Task data Block Start

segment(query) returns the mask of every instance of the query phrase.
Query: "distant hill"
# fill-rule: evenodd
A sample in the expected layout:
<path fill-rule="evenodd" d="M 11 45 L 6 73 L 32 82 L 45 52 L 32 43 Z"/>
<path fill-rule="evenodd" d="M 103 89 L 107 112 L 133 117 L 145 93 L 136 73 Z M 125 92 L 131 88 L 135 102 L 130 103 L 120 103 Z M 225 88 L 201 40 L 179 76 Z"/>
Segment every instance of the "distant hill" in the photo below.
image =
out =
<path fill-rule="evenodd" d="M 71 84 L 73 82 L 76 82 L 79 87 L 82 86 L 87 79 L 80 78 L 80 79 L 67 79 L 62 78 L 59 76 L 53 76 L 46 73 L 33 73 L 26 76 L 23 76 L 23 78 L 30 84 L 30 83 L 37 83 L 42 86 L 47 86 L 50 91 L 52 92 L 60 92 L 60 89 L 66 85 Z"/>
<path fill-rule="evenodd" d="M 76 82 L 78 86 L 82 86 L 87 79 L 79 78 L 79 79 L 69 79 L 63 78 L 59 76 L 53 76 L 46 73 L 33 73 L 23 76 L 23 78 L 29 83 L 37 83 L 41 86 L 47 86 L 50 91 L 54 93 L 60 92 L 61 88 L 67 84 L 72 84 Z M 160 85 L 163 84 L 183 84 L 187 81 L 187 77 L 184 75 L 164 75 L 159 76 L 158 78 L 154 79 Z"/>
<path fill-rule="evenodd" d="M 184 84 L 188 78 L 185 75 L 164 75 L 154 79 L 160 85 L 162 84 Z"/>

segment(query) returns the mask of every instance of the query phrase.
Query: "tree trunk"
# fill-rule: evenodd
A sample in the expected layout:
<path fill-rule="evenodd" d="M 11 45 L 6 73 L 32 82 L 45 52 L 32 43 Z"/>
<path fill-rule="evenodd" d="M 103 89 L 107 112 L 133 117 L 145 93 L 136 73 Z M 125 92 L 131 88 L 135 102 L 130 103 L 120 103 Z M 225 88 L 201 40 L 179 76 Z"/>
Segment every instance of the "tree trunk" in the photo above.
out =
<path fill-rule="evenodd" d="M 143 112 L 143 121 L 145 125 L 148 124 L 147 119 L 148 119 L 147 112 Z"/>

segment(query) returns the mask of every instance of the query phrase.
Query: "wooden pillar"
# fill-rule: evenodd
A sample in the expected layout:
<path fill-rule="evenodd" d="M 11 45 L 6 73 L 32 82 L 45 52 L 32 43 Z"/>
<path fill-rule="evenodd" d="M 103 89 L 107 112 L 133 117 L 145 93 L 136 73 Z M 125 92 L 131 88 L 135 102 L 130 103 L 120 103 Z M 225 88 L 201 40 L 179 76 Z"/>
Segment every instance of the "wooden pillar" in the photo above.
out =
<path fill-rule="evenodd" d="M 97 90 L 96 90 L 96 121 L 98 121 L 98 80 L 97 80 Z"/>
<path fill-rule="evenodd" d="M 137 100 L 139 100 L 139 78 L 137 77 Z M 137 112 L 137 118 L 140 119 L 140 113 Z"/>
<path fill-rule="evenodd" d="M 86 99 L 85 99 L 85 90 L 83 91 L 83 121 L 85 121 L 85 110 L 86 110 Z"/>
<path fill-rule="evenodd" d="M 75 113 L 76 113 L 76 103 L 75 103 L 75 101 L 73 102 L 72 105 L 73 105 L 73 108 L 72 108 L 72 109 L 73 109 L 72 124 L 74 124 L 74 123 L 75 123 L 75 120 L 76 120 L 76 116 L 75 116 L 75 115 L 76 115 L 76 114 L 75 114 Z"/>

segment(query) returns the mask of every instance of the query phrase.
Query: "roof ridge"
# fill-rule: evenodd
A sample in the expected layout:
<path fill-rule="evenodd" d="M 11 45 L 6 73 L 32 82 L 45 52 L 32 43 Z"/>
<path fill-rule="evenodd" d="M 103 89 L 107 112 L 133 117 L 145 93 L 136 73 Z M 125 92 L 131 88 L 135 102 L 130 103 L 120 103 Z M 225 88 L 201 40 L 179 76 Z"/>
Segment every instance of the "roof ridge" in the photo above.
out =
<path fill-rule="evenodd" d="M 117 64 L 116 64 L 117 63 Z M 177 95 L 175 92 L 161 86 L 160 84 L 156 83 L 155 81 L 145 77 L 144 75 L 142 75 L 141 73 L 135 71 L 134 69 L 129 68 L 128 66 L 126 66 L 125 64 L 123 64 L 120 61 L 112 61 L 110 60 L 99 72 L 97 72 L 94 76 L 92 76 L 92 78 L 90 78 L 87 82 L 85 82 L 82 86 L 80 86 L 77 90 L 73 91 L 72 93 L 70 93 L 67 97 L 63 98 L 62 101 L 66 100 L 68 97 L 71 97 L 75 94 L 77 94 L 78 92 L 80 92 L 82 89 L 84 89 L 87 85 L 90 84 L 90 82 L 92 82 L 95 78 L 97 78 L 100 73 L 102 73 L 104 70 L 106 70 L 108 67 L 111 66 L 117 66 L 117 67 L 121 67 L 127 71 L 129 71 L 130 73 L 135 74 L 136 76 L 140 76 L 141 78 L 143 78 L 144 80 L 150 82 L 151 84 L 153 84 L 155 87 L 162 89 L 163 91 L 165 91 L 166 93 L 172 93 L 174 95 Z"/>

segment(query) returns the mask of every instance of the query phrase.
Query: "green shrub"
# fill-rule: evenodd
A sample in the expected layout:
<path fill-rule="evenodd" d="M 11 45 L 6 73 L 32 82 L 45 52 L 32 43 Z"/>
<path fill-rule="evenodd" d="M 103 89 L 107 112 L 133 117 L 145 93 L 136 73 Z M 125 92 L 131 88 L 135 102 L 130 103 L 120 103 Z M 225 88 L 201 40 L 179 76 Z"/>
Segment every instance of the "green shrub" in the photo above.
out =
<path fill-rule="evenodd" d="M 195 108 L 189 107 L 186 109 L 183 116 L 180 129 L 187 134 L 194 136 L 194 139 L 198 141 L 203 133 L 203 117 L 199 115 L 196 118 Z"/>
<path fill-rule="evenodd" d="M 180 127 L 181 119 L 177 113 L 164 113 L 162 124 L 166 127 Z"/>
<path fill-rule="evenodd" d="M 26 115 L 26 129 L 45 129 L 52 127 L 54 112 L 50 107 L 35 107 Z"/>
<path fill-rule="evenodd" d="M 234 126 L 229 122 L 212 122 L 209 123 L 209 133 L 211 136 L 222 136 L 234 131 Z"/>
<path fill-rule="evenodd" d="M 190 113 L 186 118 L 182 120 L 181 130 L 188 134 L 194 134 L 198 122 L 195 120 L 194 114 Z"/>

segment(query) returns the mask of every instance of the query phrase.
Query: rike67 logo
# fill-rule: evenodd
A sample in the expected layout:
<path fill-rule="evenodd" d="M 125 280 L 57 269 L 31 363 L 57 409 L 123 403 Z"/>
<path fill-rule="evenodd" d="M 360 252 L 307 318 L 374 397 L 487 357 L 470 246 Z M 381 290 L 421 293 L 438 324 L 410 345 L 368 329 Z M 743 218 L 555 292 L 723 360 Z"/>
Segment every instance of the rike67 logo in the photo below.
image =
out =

Task data Block End

Each line holding the word "photo" must be pulled from the records.

Task answer
Segment every instance of the "distant hill" in the photo below.
Segment every instance of the "tree trunk" in the photo above.
Segment every instance of the "wooden pillar" in the photo above.
Segment every instance of the "roof ridge" in the photo above.
Segment every instance of the "green shrub" in the photo above.
Segment every instance of the rike67 logo in the photo below.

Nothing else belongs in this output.